> [EXTRACTED TEXT]:
+ + + + +

For decades, psychologists, neuroscientists and brain mappers have studied fear and anxiety using language that obscures the distinctions between these complex emotional states. The difficulty in articulating the unique characteristics of these complex emotions has prevented a differentiation in not only their semantic definitions, but also their neurobiological underpinnings. In parallel, many of the therapeutic approaches to anxiety or fear related disorders [e.g., obsessive compulsive disorder (OCD) or post-traumatic stress disorder (PTSD)] are more universal (e.g., exposure therapy) than perhaps would be most optimal if unique brain mechanisms were known to underlie fear and anxiety. Despite the lack of conclusive evidence, intuitively, you can imagine fear as a fast automatic response to a threat and anxiety as a seemingly endless sense of dread about an imminent or future threat. While past neuroimaging work in humans has generated lots of ideas regarding the underlying neural mechanisms that distinguish fear from anxiety, none have yet been conclusively proven. Work in rodents suggests that the main differentiation lies in the distinct roles of two brain regions, the amygdala and the bed nucleus of the stria-terminalis (BNST), when the animal is experiencing only fear or only anxiety. Based on these findings, the question then becomes: Is it possible that the complexity of human emotion is similarly differentiated between these two structures as it is in rodents?

+ + + + +

> [THE DATA]:
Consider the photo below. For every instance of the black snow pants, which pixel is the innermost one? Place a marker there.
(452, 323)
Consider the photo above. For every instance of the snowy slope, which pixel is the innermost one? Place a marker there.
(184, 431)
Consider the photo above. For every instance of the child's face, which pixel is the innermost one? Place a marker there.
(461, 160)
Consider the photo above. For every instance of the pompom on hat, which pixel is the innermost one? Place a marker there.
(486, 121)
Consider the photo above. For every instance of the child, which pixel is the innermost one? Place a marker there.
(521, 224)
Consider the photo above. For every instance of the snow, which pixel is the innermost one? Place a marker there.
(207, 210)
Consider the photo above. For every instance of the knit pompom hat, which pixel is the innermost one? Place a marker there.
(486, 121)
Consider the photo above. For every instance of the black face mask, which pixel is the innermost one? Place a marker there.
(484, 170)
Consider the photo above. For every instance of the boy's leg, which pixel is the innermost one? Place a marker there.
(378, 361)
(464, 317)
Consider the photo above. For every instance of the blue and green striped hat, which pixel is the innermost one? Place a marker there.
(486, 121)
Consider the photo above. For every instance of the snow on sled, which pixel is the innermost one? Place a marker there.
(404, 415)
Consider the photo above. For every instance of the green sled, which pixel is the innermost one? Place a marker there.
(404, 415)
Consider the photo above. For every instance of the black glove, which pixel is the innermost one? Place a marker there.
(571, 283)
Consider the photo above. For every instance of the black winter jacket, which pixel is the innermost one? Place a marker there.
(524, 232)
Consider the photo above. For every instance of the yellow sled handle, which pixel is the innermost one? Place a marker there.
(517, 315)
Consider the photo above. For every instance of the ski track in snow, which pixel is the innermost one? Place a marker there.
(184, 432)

+ + + + +

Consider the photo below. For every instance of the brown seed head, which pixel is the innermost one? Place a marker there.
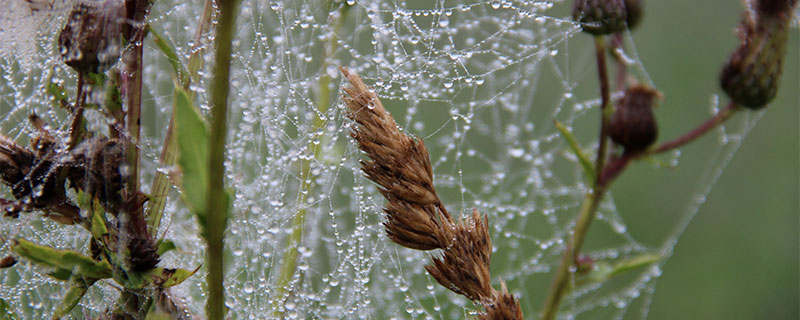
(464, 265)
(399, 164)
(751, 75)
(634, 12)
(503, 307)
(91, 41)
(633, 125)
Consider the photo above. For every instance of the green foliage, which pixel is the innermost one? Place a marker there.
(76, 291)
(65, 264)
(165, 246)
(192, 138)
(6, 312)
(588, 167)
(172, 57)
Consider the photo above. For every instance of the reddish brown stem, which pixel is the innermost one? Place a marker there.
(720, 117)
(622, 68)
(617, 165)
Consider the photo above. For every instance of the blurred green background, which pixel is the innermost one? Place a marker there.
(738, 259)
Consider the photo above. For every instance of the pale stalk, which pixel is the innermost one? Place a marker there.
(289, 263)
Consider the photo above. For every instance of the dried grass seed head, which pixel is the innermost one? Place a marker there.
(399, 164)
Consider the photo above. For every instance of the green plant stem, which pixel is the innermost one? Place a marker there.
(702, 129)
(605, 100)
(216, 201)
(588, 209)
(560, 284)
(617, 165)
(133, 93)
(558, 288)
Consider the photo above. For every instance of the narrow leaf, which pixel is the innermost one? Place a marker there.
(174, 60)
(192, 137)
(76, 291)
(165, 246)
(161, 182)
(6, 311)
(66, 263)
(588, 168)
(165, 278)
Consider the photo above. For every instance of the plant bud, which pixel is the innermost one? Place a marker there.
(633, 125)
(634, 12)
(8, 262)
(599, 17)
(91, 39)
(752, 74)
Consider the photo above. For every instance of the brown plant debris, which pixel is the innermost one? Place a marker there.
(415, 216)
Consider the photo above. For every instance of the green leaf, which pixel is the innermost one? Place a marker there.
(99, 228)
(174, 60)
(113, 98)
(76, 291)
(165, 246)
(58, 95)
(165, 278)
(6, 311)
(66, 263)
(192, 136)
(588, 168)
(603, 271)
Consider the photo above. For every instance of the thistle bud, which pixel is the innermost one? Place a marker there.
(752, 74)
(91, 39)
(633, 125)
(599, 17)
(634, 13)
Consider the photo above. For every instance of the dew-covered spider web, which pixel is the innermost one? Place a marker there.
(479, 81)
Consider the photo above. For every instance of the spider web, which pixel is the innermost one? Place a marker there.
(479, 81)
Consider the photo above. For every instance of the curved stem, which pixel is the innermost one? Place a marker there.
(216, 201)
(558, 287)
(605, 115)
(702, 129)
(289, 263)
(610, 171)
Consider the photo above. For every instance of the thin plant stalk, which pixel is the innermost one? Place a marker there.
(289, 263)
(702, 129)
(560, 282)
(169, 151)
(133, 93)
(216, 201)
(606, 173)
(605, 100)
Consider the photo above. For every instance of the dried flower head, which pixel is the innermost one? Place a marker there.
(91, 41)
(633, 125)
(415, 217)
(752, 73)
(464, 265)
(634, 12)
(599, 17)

+ + + + +

> [PROBLEM REQUIREMENTS]:
Please name the two brain regions that, according to the text on fear and anxiety, rodent work suggests have distinct roles in fear and anxiety.

> [EXPECTED ANSWER]:
The amygdala and the bed nucleus of the stria-terminalis (BNST).